* INFORMATION GIVEN:
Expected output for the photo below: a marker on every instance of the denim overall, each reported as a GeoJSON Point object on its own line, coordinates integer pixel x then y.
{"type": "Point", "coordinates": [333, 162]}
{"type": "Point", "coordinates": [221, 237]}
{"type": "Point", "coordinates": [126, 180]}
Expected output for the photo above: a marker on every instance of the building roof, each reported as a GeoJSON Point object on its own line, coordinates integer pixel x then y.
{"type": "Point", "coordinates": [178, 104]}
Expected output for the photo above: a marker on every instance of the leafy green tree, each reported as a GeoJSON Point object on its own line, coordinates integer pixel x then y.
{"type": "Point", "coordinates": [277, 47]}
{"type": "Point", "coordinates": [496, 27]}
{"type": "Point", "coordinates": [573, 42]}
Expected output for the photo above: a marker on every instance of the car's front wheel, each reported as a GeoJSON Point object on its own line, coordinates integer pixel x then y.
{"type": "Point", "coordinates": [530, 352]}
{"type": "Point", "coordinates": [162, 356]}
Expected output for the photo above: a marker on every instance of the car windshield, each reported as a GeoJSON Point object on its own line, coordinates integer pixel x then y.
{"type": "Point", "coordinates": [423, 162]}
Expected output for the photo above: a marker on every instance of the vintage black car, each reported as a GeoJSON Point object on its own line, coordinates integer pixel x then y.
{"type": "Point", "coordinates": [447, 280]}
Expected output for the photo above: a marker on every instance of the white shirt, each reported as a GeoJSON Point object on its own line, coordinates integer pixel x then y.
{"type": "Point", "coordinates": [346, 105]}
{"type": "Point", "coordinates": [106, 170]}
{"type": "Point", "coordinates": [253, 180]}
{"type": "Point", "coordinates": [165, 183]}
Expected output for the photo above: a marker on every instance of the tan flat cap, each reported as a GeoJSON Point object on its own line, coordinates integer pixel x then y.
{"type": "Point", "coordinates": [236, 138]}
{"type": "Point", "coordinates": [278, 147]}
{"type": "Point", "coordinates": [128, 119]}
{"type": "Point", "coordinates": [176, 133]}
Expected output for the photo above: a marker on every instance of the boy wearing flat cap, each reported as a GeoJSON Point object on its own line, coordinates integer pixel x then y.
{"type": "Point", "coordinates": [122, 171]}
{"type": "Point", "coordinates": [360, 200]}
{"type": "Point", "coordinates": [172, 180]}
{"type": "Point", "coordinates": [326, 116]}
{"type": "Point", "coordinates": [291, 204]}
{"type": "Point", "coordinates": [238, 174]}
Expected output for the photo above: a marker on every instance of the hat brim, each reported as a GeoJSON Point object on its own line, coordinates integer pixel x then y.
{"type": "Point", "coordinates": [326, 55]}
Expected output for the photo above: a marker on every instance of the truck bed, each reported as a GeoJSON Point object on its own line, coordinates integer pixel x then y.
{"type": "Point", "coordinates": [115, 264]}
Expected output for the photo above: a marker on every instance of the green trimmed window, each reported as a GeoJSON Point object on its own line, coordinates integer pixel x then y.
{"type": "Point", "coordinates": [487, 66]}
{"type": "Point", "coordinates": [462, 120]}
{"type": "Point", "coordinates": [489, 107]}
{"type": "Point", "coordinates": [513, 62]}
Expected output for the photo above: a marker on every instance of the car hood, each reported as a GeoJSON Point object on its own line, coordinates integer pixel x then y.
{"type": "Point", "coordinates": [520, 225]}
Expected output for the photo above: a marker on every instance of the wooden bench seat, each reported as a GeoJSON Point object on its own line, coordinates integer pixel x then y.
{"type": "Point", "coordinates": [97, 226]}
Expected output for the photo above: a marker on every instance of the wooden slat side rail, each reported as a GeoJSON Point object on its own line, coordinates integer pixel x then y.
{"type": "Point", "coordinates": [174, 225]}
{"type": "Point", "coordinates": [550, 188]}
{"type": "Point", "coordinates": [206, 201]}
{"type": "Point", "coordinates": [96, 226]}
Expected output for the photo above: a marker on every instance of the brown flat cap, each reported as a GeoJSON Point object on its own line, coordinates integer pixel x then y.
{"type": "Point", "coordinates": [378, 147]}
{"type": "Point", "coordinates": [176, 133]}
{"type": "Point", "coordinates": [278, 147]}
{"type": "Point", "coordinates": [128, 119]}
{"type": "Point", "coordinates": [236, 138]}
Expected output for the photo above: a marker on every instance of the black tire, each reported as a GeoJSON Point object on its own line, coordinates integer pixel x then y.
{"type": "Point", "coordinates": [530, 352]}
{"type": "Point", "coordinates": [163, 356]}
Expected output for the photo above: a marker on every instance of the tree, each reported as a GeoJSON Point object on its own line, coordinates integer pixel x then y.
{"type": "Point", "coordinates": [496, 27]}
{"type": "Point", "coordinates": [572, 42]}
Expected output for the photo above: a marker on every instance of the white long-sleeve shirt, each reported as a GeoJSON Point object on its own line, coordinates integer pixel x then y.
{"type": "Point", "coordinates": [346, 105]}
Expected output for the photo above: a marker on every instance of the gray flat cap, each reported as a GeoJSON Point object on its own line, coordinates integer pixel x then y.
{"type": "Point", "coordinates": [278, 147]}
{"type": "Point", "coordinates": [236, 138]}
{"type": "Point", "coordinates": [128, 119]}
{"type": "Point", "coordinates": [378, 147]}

* PROBLEM TO SOLVE: Transcription of all the material must be exact.

* RESPONSE TO THIS EXERCISE:
Expected output for the photo below: a marker on every instance of the denim overall, each reported as a GeoJSON Point object on its own line, coordinates integer pixel x then y.
{"type": "Point", "coordinates": [333, 162]}
{"type": "Point", "coordinates": [221, 237]}
{"type": "Point", "coordinates": [126, 180]}
Expected output for the photo above: a marker on every instance of the building roof, each reported as a GeoJSON Point object on its own line, coordinates integer pixel x then y.
{"type": "Point", "coordinates": [178, 104]}
Expected output for the photo above: a marker on every instance of the leafy green tree, each reported as a GeoJSON Point object on its own line, coordinates integer pixel x then y.
{"type": "Point", "coordinates": [277, 47]}
{"type": "Point", "coordinates": [496, 27]}
{"type": "Point", "coordinates": [573, 42]}
Expected output for the photo above: a marker on every instance of the car's front wheel, each reported as a GeoJSON Point object on its own line, coordinates integer pixel x then y.
{"type": "Point", "coordinates": [530, 352]}
{"type": "Point", "coordinates": [162, 356]}
Expected output for the photo above: a marker on every instance of the car windshield, each reported as a GeoJSON Point object on its own line, coordinates integer pixel x then y.
{"type": "Point", "coordinates": [423, 162]}
Expected output for the photo above: a marker on every instance of the vintage black car, each reported as a GeoJSON Point object on its own line, coordinates integer pixel x then y.
{"type": "Point", "coordinates": [447, 280]}
Expected output for the photo above: a marker on every instance of the white shirt, each reported as a GeoJSON Point object on its own line, coordinates integer pixel x then y.
{"type": "Point", "coordinates": [346, 105]}
{"type": "Point", "coordinates": [106, 170]}
{"type": "Point", "coordinates": [253, 180]}
{"type": "Point", "coordinates": [165, 183]}
Expected output for the photo above: a marker on every instance of the tan flat cap, each reported as a GeoJSON Point object on its own line, coordinates integer pixel x then y.
{"type": "Point", "coordinates": [236, 138]}
{"type": "Point", "coordinates": [278, 147]}
{"type": "Point", "coordinates": [128, 119]}
{"type": "Point", "coordinates": [176, 133]}
Expected output for the photo above: a marker on every instance of the boy wearing flat cap, each reported as a GeoJSON Point object on its own line, coordinates integer pixel x then y.
{"type": "Point", "coordinates": [122, 171]}
{"type": "Point", "coordinates": [360, 200]}
{"type": "Point", "coordinates": [172, 180]}
{"type": "Point", "coordinates": [326, 116]}
{"type": "Point", "coordinates": [291, 204]}
{"type": "Point", "coordinates": [238, 174]}
Expected output for the photo above: a marker on every instance of the hat brim, each reported as a GeoJSON Point object on its own line, coordinates integer pixel x then y.
{"type": "Point", "coordinates": [326, 55]}
Expected output for the photo above: a marker on every instance of the truck bed, each reported as a GeoJSON Point object on its own line, coordinates integer pixel x then y.
{"type": "Point", "coordinates": [115, 264]}
Expected output for the photo above: a marker on every instance of the green trimmed window, each reported as a GeoJSON Point object on its own line, coordinates integer pixel x then y.
{"type": "Point", "coordinates": [487, 66]}
{"type": "Point", "coordinates": [462, 120]}
{"type": "Point", "coordinates": [489, 107]}
{"type": "Point", "coordinates": [513, 62]}
Expected output for the photo above: a marker on every instance of the car hood, each reported as a GeoJSON Point object on its own line, coordinates integer pixel x then y.
{"type": "Point", "coordinates": [520, 225]}
Expected output for the photo above: a marker on every instance of the wooden bench seat, each reported as a GeoJSON Point object on its own line, coordinates integer pixel x then y.
{"type": "Point", "coordinates": [97, 226]}
Expected output for the photo above: a marker on every instance of the wooden slat side rail, each reported as a GeoJSON Point object on its own line, coordinates integer pixel x then y.
{"type": "Point", "coordinates": [174, 225]}
{"type": "Point", "coordinates": [550, 188]}
{"type": "Point", "coordinates": [206, 201]}
{"type": "Point", "coordinates": [96, 226]}
Expected output for the photo above: a marker on every instance of the brown flat cap, each reported as a GeoJSON Point object on its own line, coordinates integer pixel x then y.
{"type": "Point", "coordinates": [378, 147]}
{"type": "Point", "coordinates": [176, 133]}
{"type": "Point", "coordinates": [278, 147]}
{"type": "Point", "coordinates": [128, 119]}
{"type": "Point", "coordinates": [236, 138]}
Expected output for the photo above: a marker on every instance of the black tire, each reported as a GeoJSON Point object on its own line, coordinates integer pixel x then y.
{"type": "Point", "coordinates": [530, 352]}
{"type": "Point", "coordinates": [163, 356]}
Expected output for the photo above: a marker on every instance of the tree, each reported as a GeoJSON Point object on its own line, coordinates integer pixel x then y.
{"type": "Point", "coordinates": [496, 27]}
{"type": "Point", "coordinates": [572, 42]}
Expected output for the photo above: a marker on every instance of the white long-sleeve shirt, each reported as a GeoJSON Point object on its own line, coordinates integer pixel x then y.
{"type": "Point", "coordinates": [346, 105]}
Expected output for the photo above: a marker on every instance of the gray flat cap, each reported as a GeoJSON Point object on its own line, coordinates integer pixel x then y.
{"type": "Point", "coordinates": [278, 147]}
{"type": "Point", "coordinates": [236, 138]}
{"type": "Point", "coordinates": [128, 119]}
{"type": "Point", "coordinates": [378, 147]}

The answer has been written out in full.